DIRECTIONS FOR THIS TASK :: For this item, repeat the material exactly while omitting its pictures.

DATA SUPPLIED ::
━━━━━━━━━━━━━━━━━━━━━━━━━━━━━━

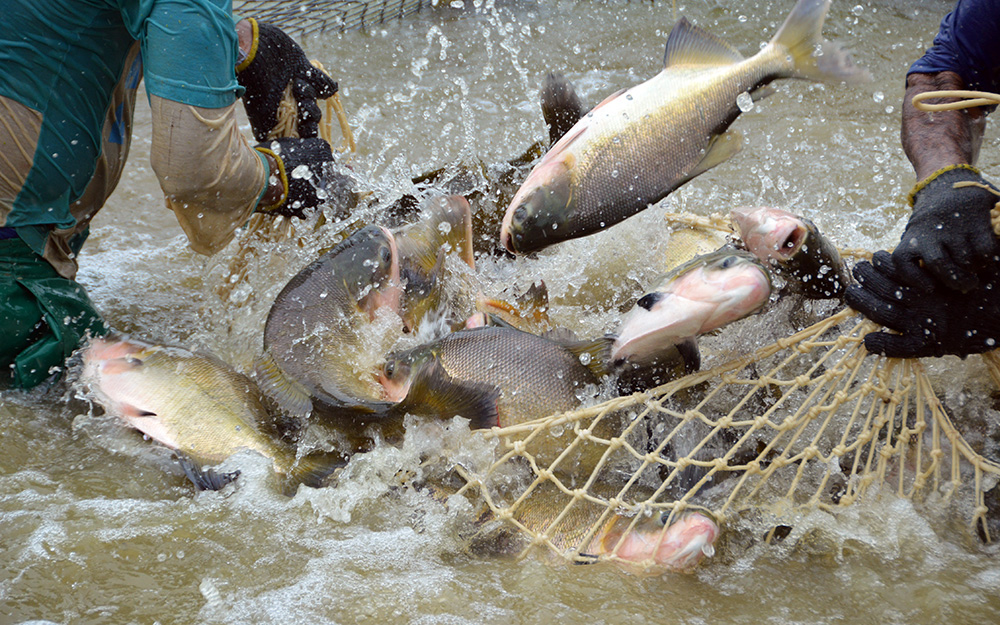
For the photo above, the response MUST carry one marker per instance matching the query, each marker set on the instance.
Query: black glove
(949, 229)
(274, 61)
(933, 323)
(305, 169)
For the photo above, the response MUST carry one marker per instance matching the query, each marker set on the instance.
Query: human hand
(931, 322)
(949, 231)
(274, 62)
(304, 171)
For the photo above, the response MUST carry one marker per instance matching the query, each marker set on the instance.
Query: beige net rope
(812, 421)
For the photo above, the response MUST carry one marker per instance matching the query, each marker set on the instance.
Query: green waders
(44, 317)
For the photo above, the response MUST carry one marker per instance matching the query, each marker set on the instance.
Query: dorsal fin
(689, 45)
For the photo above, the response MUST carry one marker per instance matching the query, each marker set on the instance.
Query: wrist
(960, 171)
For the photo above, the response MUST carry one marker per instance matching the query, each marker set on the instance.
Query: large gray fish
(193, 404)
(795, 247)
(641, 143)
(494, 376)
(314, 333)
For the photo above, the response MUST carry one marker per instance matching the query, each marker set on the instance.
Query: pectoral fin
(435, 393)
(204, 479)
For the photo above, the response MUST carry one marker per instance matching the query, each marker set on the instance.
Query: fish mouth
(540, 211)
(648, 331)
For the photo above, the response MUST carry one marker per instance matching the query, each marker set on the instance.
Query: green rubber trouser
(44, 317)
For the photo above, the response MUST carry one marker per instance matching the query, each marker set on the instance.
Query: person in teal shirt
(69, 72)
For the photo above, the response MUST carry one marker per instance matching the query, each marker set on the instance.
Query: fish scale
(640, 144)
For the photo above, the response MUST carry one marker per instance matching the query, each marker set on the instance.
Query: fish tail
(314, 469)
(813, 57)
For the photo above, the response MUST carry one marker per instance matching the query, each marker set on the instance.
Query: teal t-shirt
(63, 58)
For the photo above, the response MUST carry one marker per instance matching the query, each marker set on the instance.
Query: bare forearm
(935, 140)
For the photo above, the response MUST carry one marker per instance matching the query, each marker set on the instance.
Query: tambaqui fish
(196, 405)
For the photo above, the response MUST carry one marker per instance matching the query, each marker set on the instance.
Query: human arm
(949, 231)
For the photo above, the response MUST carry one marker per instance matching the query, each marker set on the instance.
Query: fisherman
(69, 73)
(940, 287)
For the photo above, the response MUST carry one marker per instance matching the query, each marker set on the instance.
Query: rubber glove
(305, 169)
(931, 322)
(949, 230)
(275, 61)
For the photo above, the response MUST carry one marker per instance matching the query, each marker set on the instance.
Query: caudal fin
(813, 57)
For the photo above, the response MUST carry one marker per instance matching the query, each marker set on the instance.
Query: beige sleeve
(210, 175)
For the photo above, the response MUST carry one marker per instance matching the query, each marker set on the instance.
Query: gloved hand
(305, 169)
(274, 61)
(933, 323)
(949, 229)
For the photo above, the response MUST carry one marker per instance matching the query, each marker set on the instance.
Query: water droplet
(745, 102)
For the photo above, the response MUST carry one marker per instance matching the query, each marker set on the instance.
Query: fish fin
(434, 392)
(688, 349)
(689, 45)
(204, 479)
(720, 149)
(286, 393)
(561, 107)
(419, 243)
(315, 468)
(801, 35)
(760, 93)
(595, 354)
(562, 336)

━━━━━━━━━━━━━━━━━━━━━━━━━━━━━━

SOLUTION TO THIS PROBLEM ::
For the photo above, the response MUST carry one marker per instance matching the query, each marker set on the instance.
Query: black glove
(949, 229)
(274, 61)
(933, 323)
(305, 169)
For the photo above, the response MUST carry one marker per instance matching the query, each marker set on the instance.
Query: human hand
(931, 322)
(949, 231)
(274, 62)
(304, 171)
For the photo above, the response MUST carry one marker per instance matching the query, each marker set on the instance.
Query: beige net rope
(812, 421)
For the photo above, the response MUST carry one marker per instance matching the query, each marker set on the instance.
Query: green waders
(44, 317)
For the photo above, the response MUST carry one marker per instance matching the query, each marker set on the instance.
Query: dorsal fin
(689, 45)
For the photo above, the response MUST carry one marker per instance matching the query, each marker set on the instance.
Query: wrist
(960, 171)
For the photo above, the response MUST carry one marker per instance matching the query, each marker set on the instance.
Query: large gray fish
(193, 404)
(795, 247)
(641, 143)
(494, 376)
(314, 333)
For the photo above, the response MUST carry one marker per instance matching the query, each marker set on the instance.
Query: pectoral fin
(435, 393)
(204, 479)
For the photo above, the response MUST carry one marker per instance matching the query, each marker set on the instance.
Query: fish mouth
(540, 211)
(648, 331)
For the photo above, the response MUST carry one marker per instance matching the query, each marker set on the instance.
Query: green rubber trouser
(44, 317)
For the photo above, the response MUST carry one marker per instance matching the query, each marker set on the instance.
Query: person in teal shirt
(69, 72)
For the photo above, the response MUST carry one marker per instance matching the query, each marker set on the instance.
Query: fish scale
(640, 144)
For the photo above, the response MUST carry one marker per instance matching the query, each marker set on the instance.
Query: fish tail
(314, 469)
(813, 57)
For the photo above, the response MUST carry one marker per instance matching the query, each marker set on the instance.
Query: teal t-shirt
(63, 58)
For the photo above, the response MUST carry one marker per instance matching the query, each marker set on the instance.
Query: bare forearm
(935, 140)
For the photo above, the response MUST carry one marker per instance matching the query, each marker set on the instance.
Query: tambaqui fish
(196, 405)
For the photo above, the response MUST carry one marker per instance matching the query, each marker set on the instance.
Query: human arm
(949, 231)
For the photo above, the response MUST carry one marker per instance matching the query, each marker set on the instance.
Query: fisherman
(69, 73)
(940, 287)
For the photo above, the response MUST carry one marker per instance matching the query, each marker set on the instance.
Query: rubber glove
(305, 169)
(931, 322)
(949, 230)
(275, 61)
For the photo above, the response MUST carry one marker per instance matching the query, each marker set on the instance.
Query: caudal fin
(813, 57)
For the photo above, the response MUST carry one marker per instance matching the query, each marker set on the instance.
Query: beige sleeve
(210, 175)
For the photo above, the response MUST carry one marker per instance matching the query, each marker set on the instance.
Query: gloved hand
(305, 169)
(274, 61)
(933, 323)
(949, 229)
For the photo above, the response MUST carry one marker per instance matching the query, each marker set on the instance.
Query: water droplet
(745, 102)
For the photo above, the response MUST carry one marker per instance matching the query, each marker set on the instance.
Query: fish fin
(434, 392)
(688, 349)
(689, 45)
(204, 479)
(720, 149)
(286, 393)
(561, 107)
(419, 243)
(315, 468)
(801, 35)
(760, 93)
(595, 354)
(562, 336)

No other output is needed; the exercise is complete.